Exercise: Please state how many lines below include the word "like"; the reply should be the number only.
*** Records provided Section Begins ***
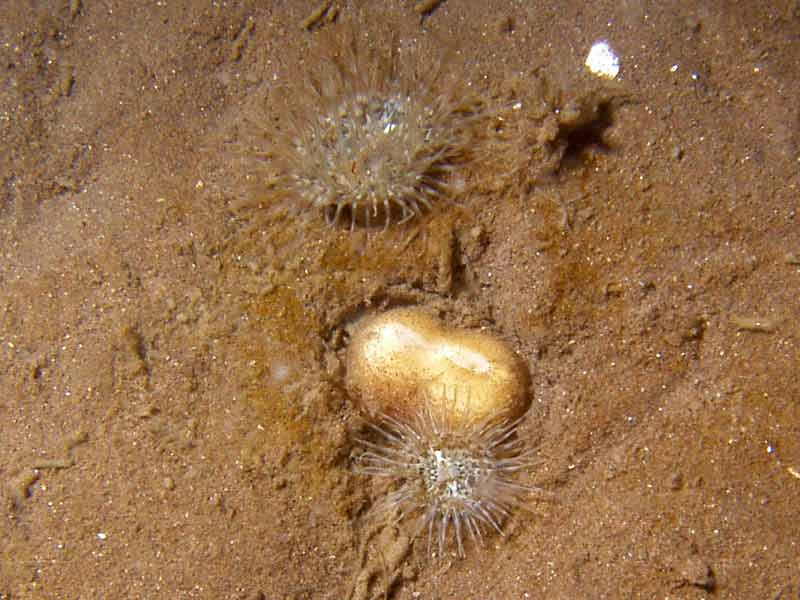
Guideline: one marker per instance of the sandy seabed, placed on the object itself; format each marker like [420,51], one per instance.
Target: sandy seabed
[172,417]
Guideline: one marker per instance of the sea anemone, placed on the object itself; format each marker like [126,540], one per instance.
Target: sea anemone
[452,476]
[369,136]
[443,405]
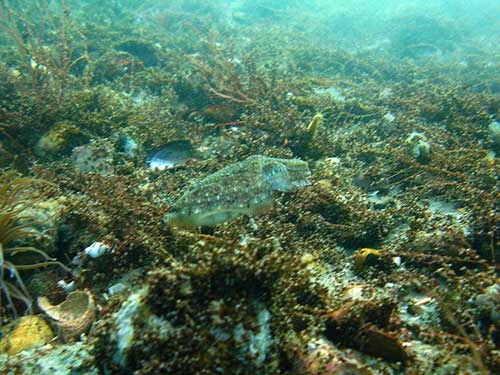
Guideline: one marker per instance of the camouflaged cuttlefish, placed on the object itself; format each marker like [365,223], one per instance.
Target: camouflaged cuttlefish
[238,189]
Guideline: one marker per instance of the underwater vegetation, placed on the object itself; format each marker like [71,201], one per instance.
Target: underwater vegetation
[242,188]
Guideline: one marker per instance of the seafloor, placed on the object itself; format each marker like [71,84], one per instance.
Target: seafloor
[385,263]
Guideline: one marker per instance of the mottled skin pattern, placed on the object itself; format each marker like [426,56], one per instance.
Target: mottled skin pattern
[242,188]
*** Records provided Section Ends ***
Final answer: 6